--- begin Task data ---

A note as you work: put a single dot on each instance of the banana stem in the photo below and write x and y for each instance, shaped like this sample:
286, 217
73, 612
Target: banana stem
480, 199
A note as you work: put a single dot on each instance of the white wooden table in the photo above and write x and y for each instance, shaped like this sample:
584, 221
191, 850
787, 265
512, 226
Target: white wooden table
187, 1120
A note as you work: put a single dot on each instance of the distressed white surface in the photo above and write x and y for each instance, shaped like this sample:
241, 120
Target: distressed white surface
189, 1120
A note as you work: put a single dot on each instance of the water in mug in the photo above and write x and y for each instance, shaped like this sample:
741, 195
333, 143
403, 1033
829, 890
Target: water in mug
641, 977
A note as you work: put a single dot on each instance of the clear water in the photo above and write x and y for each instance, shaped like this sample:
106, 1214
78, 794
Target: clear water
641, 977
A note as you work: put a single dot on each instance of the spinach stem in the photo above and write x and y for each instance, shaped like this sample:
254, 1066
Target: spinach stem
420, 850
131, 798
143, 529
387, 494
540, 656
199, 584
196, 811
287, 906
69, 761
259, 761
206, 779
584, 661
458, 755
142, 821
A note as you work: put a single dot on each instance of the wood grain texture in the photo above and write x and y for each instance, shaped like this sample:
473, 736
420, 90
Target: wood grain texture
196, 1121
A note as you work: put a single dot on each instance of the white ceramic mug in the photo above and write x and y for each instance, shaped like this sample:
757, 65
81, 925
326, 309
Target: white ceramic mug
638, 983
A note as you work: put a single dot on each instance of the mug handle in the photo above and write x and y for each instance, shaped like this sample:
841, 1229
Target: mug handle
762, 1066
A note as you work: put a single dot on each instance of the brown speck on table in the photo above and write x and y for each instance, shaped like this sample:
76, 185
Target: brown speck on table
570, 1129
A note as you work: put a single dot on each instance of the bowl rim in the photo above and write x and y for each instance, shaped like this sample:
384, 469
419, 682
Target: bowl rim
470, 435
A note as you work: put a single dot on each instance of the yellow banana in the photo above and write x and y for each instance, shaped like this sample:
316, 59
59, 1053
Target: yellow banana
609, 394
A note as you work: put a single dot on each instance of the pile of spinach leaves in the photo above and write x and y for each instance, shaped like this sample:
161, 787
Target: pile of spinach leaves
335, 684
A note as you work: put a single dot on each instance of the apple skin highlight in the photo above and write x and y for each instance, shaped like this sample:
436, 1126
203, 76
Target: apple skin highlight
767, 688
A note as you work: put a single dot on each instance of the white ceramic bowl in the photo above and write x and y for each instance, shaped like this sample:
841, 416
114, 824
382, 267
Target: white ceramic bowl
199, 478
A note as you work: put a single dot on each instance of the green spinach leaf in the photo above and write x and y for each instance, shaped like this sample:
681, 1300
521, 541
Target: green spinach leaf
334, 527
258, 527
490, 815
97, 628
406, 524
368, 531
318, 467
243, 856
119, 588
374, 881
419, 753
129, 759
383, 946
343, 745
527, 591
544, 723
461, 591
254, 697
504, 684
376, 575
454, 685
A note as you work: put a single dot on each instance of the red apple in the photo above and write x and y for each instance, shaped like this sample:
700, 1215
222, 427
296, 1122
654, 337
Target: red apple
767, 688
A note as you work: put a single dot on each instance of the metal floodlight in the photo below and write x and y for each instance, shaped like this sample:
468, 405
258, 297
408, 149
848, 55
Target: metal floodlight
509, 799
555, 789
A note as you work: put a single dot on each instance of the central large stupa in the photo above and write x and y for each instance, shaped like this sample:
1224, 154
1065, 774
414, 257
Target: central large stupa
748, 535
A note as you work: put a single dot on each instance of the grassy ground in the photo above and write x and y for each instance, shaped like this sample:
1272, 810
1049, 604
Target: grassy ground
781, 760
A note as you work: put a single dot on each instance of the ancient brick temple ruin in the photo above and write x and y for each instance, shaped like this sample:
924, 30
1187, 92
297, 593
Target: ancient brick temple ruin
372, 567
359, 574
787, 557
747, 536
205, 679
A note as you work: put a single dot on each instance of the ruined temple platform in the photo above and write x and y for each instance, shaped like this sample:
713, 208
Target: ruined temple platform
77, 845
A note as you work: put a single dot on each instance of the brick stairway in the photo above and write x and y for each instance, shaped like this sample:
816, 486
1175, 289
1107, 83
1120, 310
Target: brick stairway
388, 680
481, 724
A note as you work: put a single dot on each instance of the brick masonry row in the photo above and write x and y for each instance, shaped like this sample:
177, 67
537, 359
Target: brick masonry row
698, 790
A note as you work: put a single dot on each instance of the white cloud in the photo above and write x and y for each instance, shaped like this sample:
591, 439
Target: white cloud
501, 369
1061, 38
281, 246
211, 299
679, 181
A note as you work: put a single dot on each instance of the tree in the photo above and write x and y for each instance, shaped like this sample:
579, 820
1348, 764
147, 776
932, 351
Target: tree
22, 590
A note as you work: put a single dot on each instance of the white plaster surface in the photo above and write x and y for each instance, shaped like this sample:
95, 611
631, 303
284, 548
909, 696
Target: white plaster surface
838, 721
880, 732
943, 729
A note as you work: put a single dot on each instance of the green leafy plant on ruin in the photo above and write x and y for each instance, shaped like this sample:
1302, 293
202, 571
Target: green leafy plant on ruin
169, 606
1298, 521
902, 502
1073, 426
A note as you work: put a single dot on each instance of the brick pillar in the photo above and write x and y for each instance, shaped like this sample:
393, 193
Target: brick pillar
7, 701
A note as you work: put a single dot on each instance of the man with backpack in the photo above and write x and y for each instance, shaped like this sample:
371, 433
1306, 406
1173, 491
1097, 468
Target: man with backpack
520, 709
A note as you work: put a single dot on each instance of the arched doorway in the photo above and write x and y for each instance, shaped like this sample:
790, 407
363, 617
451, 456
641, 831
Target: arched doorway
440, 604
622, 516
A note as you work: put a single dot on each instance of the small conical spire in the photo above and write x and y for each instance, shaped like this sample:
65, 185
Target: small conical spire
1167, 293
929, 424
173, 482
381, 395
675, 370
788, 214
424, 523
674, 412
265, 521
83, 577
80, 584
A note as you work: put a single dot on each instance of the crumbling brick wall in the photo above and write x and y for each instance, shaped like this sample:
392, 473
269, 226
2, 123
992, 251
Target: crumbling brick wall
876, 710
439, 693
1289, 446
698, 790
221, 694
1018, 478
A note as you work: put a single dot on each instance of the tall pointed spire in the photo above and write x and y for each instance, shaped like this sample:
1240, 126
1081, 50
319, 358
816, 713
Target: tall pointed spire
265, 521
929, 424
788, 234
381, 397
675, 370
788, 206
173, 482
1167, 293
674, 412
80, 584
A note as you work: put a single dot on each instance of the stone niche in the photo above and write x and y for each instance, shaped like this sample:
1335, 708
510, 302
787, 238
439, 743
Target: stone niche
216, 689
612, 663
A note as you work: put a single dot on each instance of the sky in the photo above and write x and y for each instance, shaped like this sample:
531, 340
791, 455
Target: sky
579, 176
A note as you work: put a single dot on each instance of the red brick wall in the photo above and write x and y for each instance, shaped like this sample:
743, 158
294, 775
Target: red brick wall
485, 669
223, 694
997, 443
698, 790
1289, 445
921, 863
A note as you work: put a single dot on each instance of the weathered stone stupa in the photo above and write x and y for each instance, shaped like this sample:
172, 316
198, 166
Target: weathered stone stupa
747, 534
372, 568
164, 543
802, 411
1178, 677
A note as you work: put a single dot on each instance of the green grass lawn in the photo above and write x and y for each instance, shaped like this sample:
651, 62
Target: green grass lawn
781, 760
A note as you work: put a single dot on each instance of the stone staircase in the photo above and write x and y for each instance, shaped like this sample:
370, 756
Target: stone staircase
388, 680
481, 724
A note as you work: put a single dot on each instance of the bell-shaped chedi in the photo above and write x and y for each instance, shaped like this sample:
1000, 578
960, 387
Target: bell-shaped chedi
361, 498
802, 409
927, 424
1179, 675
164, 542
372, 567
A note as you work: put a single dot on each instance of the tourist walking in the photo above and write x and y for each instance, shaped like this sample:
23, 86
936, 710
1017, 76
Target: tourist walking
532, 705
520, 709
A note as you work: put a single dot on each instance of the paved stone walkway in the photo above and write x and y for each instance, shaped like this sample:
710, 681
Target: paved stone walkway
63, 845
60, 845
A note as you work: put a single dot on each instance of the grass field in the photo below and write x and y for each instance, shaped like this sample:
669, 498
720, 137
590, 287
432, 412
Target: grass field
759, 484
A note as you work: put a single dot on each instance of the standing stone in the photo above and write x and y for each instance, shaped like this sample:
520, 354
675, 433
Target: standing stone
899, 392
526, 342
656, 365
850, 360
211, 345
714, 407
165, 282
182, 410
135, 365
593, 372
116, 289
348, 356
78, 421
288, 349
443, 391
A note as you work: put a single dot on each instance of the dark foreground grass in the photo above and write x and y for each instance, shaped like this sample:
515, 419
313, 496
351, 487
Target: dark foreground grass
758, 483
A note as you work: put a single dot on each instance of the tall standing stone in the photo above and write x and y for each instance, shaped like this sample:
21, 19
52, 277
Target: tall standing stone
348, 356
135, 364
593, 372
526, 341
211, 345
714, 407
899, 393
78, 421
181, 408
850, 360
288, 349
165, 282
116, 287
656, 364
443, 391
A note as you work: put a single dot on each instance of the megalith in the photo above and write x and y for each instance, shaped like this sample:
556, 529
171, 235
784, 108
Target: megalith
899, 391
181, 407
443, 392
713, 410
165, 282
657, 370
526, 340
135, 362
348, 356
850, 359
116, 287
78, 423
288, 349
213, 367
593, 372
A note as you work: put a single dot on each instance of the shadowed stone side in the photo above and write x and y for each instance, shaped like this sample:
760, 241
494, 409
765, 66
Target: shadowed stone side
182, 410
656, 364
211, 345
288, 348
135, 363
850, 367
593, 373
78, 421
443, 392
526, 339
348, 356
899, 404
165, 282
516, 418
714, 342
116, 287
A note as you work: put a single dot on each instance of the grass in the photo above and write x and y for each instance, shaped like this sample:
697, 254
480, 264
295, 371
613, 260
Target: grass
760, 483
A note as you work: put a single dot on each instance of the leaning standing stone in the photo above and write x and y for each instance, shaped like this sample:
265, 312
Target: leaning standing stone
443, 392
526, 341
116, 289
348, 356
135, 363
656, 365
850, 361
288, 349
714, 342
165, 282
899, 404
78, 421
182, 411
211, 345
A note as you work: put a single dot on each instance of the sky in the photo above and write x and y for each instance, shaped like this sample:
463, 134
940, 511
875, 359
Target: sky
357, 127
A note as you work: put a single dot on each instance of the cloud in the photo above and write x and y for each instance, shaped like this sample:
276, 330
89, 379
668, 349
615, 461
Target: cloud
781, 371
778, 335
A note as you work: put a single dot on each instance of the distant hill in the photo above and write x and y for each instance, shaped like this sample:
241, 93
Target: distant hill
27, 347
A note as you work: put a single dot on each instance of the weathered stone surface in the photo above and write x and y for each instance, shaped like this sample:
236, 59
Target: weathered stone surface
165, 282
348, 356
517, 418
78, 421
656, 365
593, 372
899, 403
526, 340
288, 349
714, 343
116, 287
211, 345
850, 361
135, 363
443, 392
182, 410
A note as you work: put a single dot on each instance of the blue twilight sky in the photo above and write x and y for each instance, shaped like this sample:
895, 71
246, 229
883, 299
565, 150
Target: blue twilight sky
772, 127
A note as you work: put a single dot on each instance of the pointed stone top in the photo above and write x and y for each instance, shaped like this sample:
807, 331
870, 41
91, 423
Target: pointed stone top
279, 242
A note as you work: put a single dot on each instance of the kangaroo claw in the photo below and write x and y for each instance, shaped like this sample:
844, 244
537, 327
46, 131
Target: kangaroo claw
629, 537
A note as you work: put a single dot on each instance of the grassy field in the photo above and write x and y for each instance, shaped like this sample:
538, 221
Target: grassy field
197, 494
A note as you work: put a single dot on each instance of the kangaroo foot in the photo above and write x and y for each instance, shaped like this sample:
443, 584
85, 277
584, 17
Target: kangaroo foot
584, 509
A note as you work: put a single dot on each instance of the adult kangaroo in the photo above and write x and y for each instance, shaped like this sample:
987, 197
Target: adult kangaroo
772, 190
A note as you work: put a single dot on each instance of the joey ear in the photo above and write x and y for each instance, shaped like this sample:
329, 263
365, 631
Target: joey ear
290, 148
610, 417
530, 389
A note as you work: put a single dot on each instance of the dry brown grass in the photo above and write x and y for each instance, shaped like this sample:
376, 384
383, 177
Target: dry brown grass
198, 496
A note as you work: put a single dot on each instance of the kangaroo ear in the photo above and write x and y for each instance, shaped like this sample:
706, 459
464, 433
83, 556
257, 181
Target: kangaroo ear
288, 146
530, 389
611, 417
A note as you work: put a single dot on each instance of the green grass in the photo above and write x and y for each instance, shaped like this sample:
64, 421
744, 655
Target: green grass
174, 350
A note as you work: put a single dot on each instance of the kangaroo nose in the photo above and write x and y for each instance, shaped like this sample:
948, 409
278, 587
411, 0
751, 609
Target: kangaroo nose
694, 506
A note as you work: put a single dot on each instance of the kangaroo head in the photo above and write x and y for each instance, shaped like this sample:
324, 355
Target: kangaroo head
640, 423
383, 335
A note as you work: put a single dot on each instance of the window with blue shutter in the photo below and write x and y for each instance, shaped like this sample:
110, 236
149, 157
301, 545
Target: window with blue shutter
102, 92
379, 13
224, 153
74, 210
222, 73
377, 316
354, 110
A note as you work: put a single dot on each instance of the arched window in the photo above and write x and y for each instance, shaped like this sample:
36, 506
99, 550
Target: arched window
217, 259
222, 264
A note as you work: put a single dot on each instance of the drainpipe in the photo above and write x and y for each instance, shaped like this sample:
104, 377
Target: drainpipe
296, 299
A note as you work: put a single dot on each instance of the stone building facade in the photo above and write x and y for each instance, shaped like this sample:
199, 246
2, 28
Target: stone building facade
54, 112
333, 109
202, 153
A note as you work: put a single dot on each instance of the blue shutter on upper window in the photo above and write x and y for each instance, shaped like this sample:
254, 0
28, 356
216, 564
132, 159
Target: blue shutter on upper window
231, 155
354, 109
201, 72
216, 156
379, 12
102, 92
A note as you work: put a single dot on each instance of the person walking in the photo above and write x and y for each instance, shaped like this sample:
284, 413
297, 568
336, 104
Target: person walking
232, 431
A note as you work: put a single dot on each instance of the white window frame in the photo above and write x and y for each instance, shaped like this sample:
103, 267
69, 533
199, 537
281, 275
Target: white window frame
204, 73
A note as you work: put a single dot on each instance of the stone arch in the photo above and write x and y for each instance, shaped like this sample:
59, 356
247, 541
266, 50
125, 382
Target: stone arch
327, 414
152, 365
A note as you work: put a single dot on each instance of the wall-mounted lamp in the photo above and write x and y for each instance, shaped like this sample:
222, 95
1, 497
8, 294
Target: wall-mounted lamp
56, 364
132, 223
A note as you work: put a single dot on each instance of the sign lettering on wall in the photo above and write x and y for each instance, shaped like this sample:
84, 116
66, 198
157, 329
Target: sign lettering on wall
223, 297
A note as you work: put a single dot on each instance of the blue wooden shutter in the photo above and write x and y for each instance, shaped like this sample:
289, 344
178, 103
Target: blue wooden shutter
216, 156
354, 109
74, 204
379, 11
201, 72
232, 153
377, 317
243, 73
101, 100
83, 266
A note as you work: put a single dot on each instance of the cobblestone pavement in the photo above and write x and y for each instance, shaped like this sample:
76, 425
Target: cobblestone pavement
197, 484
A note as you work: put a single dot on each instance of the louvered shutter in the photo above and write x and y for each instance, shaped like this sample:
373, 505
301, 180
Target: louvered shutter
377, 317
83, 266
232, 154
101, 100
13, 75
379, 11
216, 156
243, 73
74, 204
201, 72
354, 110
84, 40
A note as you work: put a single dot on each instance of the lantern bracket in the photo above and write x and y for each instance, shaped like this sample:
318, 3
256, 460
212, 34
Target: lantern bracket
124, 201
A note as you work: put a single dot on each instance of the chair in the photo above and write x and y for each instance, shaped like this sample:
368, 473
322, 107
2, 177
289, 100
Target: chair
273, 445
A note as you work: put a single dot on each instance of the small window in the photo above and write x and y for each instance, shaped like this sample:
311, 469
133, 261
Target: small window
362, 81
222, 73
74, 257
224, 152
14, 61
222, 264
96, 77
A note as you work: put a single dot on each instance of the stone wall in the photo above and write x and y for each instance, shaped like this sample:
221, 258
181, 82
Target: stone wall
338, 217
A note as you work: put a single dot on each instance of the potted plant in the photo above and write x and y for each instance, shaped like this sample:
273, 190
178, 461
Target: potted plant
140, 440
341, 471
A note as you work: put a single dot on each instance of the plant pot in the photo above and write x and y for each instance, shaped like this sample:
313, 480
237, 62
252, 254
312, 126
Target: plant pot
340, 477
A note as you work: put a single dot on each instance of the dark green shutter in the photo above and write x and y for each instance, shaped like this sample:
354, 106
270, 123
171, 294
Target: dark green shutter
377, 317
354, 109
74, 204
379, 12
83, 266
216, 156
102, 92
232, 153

--- end Task data ---

* Stated problem: Repeat word for word the lines running from the line containing "of the chair" to the end of the entries above, inclusive.

* Response to the exercise:
A note as you work: put a single dot on each instance of the chair in the photo above and write x and y for each instance, shaped like this sample:
368, 473
322, 107
2, 177
289, 100
Target: chair
273, 445
A note as you work: put a single dot on each instance of the small window in the photo above and write x and y for each instance, shaped like this sample:
311, 469
133, 261
Target: small window
362, 81
222, 73
74, 257
224, 152
14, 61
222, 264
96, 77
A note as you work: put a single dot on each instance of the stone wall in the photo above and write x and y for each instance, shaped like this sample:
221, 258
181, 82
Target: stone wall
338, 217
A note as you work: put a single dot on each instance of the potted plant in the photo above and write x and y for each instance, shaped like this sample:
273, 190
178, 461
Target: potted plant
140, 440
341, 471
A note as you work: put a single dot on each instance of the plant pot in the photo above and write x and y for each instance, shaped like this sample:
313, 480
237, 62
252, 254
312, 126
Target: plant pot
340, 477
A note as you work: put a single dot on each instance of the dark green shutter in the photo above and write x and y for each instance, shaped like this sample:
354, 106
270, 123
171, 294
Target: dark green shutter
377, 317
354, 109
74, 204
379, 12
83, 266
216, 156
102, 92
232, 153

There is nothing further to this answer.